• [Task brief]: An exact reproduction of all the entries is the expected answer.

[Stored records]
%%

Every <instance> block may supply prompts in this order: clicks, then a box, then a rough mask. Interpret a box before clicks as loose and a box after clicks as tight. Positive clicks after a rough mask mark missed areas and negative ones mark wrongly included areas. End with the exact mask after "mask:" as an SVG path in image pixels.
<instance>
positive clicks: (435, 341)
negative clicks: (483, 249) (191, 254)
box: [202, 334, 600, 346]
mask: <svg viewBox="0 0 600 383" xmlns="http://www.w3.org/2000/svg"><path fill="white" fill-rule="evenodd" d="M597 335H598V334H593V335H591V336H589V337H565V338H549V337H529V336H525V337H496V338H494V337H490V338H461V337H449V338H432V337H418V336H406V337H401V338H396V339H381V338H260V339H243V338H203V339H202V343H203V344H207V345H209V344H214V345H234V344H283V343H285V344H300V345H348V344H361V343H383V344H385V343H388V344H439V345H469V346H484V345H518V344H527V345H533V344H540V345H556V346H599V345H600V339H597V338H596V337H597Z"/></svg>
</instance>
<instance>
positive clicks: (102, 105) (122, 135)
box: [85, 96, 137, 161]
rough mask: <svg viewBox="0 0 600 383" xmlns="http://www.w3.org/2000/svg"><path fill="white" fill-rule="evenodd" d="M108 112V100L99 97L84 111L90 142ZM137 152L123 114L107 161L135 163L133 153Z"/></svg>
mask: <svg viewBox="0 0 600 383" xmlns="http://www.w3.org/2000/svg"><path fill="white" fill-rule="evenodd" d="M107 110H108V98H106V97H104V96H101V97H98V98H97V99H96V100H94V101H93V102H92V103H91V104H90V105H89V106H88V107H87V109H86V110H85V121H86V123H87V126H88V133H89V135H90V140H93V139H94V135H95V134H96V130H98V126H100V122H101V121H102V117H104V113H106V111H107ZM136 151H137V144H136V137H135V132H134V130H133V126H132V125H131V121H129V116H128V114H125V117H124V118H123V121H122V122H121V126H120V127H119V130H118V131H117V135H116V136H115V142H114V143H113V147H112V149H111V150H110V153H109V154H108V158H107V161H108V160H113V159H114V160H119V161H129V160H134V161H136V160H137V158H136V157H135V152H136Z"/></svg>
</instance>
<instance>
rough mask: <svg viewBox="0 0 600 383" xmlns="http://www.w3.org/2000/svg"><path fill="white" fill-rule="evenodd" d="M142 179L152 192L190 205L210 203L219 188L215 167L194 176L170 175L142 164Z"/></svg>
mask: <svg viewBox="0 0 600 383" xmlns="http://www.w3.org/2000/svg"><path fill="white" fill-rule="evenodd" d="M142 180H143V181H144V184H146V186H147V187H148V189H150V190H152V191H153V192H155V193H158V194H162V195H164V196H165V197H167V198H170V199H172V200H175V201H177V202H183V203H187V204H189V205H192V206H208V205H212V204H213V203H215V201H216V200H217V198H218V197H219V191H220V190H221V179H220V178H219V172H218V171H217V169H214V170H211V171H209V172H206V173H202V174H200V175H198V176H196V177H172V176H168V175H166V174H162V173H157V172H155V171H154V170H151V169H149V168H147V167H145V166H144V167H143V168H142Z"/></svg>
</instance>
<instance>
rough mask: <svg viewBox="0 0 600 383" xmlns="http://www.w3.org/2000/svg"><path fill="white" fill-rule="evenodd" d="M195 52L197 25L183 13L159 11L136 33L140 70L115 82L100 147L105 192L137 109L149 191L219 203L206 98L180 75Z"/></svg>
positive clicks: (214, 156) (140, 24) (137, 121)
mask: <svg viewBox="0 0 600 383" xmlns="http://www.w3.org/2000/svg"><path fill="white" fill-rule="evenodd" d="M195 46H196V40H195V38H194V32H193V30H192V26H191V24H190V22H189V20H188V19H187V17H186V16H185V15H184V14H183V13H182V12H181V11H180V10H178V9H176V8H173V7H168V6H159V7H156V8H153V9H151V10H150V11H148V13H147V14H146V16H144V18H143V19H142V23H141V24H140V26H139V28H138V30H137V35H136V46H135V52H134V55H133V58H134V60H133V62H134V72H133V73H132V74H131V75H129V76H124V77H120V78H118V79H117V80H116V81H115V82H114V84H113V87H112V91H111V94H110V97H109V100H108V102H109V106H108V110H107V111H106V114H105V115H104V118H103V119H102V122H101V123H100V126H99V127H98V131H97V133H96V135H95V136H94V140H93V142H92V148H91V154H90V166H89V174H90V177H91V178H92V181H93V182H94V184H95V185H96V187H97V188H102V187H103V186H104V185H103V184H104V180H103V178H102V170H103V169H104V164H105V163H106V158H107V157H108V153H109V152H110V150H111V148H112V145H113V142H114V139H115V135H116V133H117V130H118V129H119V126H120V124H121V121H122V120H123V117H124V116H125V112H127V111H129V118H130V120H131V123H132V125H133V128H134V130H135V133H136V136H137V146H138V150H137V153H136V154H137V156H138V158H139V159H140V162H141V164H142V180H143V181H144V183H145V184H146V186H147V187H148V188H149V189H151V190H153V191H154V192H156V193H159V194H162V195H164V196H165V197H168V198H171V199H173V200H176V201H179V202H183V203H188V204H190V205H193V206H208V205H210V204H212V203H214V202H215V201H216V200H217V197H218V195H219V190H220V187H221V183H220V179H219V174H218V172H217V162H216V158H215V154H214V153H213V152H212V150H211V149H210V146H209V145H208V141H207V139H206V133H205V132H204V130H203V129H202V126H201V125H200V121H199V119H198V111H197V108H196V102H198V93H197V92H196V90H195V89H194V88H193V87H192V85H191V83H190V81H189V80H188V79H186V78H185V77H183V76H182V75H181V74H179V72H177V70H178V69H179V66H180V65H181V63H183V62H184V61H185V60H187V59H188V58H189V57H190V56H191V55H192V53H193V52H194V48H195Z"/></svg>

%%

• [Your response]:
Every <instance> block may supply prompts in this order: clicks, then a box, then a rough mask. Interpret a box before clicks as loose and a box after clicks as tight. Positive clicks after a rough mask mark missed areas and negative ones mark wrongly included areas. End with the exact mask after "mask:" as an SVG path in image pixels.
<instance>
positive clicks: (435, 341)
negative clicks: (483, 249) (191, 254)
box: [202, 334, 600, 346]
mask: <svg viewBox="0 0 600 383" xmlns="http://www.w3.org/2000/svg"><path fill="white" fill-rule="evenodd" d="M597 335H598V334H593V335H591V336H589V337H565V338H549V337H529V336H525V337H496V338H494V337H490V338H461V337H449V338H432V337H418V336H406V337H401V338H396V339H381V338H260V339H243V338H203V339H202V343H203V344H207V345H209V344H214V345H234V344H283V343H285V344H300V345H348V344H361V343H383V344H385V343H388V344H439V345H469V346H484V345H518V344H527V345H533V344H540V345H556V346H599V345H600V339H597V338H596V337H597Z"/></svg>
</instance>
<instance>
positive clicks: (102, 105) (122, 135)
box: [85, 96, 137, 161]
rough mask: <svg viewBox="0 0 600 383" xmlns="http://www.w3.org/2000/svg"><path fill="white" fill-rule="evenodd" d="M108 112V100L99 97L84 111L90 142ZM137 152L123 114L107 161L135 163L133 153Z"/></svg>
mask: <svg viewBox="0 0 600 383" xmlns="http://www.w3.org/2000/svg"><path fill="white" fill-rule="evenodd" d="M107 110H108V98H106V97H104V96H101V97H98V98H97V99H96V100H94V101H93V102H92V103H91V104H90V105H89V106H88V107H87V109H86V110H85V121H86V123H87V126H88V133H89V135H90V140H93V139H94V135H95V134H96V130H98V126H100V122H101V121H102V117H104V113H106V111H107ZM136 151H137V144H136V137H135V132H134V130H133V126H132V125H131V121H129V116H128V114H125V117H124V118H123V121H122V122H121V126H120V127H119V130H118V131H117V135H116V136H115V142H114V143H113V147H112V149H111V150H110V153H109V154H108V158H107V161H108V160H113V159H114V160H119V161H129V160H134V161H136V160H137V158H136V157H135V152H136Z"/></svg>
</instance>
<instance>
rough mask: <svg viewBox="0 0 600 383" xmlns="http://www.w3.org/2000/svg"><path fill="white" fill-rule="evenodd" d="M142 179L152 192L190 205L210 203L219 188L215 167L194 176L170 175L142 164Z"/></svg>
mask: <svg viewBox="0 0 600 383" xmlns="http://www.w3.org/2000/svg"><path fill="white" fill-rule="evenodd" d="M142 180H143V181H144V184H146V186H147V187H148V189H150V190H152V191H153V192H155V193H158V194H162V195H164V196H165V197H167V198H170V199H172V200H175V201H177V202H183V203H187V204H189V205H192V206H208V205H212V204H213V203H215V201H216V200H217V198H218V197H219V191H220V190H221V179H220V178H219V172H218V171H217V169H214V170H211V171H209V172H206V173H202V174H200V175H198V176H196V177H172V176H168V175H166V174H162V173H157V172H155V171H154V170H151V169H149V168H147V167H145V166H144V167H143V168H142Z"/></svg>
</instance>
<instance>
rough mask: <svg viewBox="0 0 600 383" xmlns="http://www.w3.org/2000/svg"><path fill="white" fill-rule="evenodd" d="M195 52L197 25L183 13L159 11L136 33L140 70L115 82L100 147L105 192L137 109L149 191L219 203L206 98L180 75Z"/></svg>
positive clicks: (214, 156) (140, 24) (137, 121)
mask: <svg viewBox="0 0 600 383" xmlns="http://www.w3.org/2000/svg"><path fill="white" fill-rule="evenodd" d="M195 46H196V40H195V38H194V32H193V30H192V26H191V24H190V22H189V20H188V19H187V17H186V16H185V15H184V14H183V13H182V12H181V11H180V10H178V9H176V8H173V7H168V6H159V7H156V8H153V9H151V10H150V11H148V13H147V14H146V16H144V18H143V19H142V23H141V24H140V26H139V28H138V30H137V35H136V46H135V52H134V55H133V58H134V60H133V62H134V72H133V73H132V74H131V75H129V76H124V77H120V78H118V79H117V80H116V81H115V82H114V84H113V87H112V91H111V94H110V97H109V100H108V102H109V106H108V110H107V111H106V114H105V115H104V118H103V119H102V122H101V123H100V126H99V127H98V131H97V133H96V135H95V136H94V140H93V142H92V148H91V154H90V166H89V174H90V177H91V178H92V181H93V182H94V184H95V185H96V187H97V188H102V187H103V186H104V185H103V184H104V180H103V178H102V170H103V169H104V164H105V163H106V158H107V157H108V153H109V152H110V150H111V148H112V145H113V142H114V139H115V135H116V133H117V130H118V129H119V126H120V124H121V121H122V120H123V117H124V116H125V112H127V111H129V118H130V120H131V123H132V125H133V128H134V130H135V133H136V136H137V146H138V150H137V153H136V154H137V156H138V158H139V159H140V162H141V164H142V180H143V181H144V183H145V184H146V186H147V187H148V188H149V189H151V190H153V191H154V192H156V193H159V194H162V195H164V196H165V197H168V198H171V199H173V200H176V201H179V202H183V203H188V204H190V205H193V206H208V205H210V204H212V203H214V202H215V201H216V200H217V197H218V195H219V190H220V187H221V183H220V179H219V174H218V172H217V162H216V158H215V154H214V153H213V152H212V150H211V149H210V146H209V145H208V141H207V139H206V133H205V132H204V130H203V129H202V126H201V125H200V121H199V119H198V111H197V108H196V102H198V93H197V92H196V90H195V89H194V88H193V87H192V85H191V83H190V81H189V80H188V79H186V78H185V77H183V76H182V75H181V74H179V72H177V70H178V69H179V66H180V65H181V63H183V62H184V61H185V60H187V59H188V58H189V57H190V56H191V55H192V53H193V52H194V48H195Z"/></svg>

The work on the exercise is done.